Data for processing.
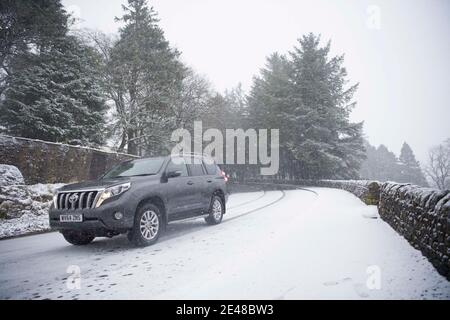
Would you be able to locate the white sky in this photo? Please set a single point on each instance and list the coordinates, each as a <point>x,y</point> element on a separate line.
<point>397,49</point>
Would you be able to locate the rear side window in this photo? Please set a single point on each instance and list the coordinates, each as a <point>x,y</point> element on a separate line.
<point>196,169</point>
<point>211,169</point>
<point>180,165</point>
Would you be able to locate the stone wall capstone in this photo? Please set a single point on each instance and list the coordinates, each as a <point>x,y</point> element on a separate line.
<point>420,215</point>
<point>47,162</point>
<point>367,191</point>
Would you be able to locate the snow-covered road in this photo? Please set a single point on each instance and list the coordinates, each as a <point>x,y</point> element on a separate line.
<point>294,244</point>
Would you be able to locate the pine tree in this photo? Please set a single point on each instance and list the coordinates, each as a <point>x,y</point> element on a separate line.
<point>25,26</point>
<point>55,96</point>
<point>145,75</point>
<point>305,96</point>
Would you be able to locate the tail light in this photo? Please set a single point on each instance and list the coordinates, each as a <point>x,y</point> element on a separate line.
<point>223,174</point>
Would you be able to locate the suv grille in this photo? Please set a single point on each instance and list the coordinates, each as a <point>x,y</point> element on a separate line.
* * *
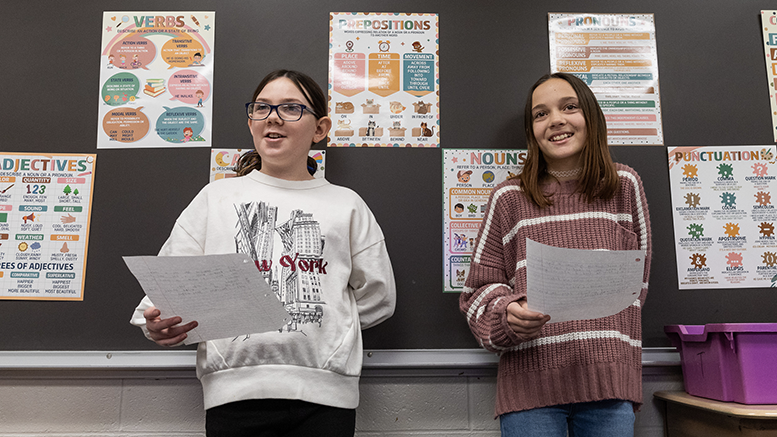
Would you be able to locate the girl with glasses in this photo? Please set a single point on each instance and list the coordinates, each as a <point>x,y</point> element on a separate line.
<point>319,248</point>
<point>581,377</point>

To do. Reproduce verbatim the part of the data above that opens with the line containing "Would you be able to locate the rear" and closes with the line containing "<point>367,191</point>". Include both of those lines and nothing else.

Written solution.
Would you be able to locate the rear side window in this photo? Please set a single point on each instance and list the coordinates, each as a <point>x,y</point> element on a separate line.
<point>196,169</point>
<point>211,169</point>
<point>180,165</point>
Would you be able to locate the stone wall capstone in this photo? Please set a single point on each instance and list the coordinates, each as a <point>x,y</point> element on a separate line.
<point>420,215</point>
<point>47,162</point>
<point>367,191</point>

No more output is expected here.